_Problem requirements_: Among the entries, which lines carry the string "form"? Copy each of them.
****
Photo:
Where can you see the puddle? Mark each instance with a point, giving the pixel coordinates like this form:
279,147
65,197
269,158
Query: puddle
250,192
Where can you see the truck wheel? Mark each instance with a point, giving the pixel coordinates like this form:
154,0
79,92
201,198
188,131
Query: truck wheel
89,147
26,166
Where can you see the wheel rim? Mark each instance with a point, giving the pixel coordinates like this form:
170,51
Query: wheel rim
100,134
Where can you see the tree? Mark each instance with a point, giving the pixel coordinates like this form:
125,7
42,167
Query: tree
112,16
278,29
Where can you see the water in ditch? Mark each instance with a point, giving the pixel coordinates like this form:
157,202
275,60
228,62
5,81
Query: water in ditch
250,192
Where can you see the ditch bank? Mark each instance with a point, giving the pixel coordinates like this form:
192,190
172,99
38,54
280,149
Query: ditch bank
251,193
****
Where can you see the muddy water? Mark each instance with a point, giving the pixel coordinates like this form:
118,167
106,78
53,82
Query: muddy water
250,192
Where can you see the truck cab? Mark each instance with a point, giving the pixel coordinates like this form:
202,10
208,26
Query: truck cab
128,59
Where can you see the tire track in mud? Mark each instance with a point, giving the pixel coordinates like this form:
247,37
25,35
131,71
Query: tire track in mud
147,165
****
_Answer below_:
Where can you see the puddle? Mark each instance with a point, giving the pixel coordinates like this form:
Where can you see the truck wheel? Mark each instance with a point, giving the pixel coordinates like this form:
Where can you see the wheel rim? Mark each instance with a point, giving the pixel coordinates like this form:
Where can you see the tree? Mark each instance with a point, giving the pixel coordinates like this form:
Where can you see the water in ditch? Mark each instance with a point, giving the pixel coordinates like this form:
Where can you see the ditch bank? Mark each instance with a point, giving the pixel coordinates like this form:
Where can you see the muddy water? Mark each instance with a point, giving the pixel coordinates like this form:
Where can you see the truck cab? Mark each instance with a point, giving the pixel coordinates like this form:
Where can you see the tire track in mud? Mark each instance with a point, giving the pixel coordinates like this form:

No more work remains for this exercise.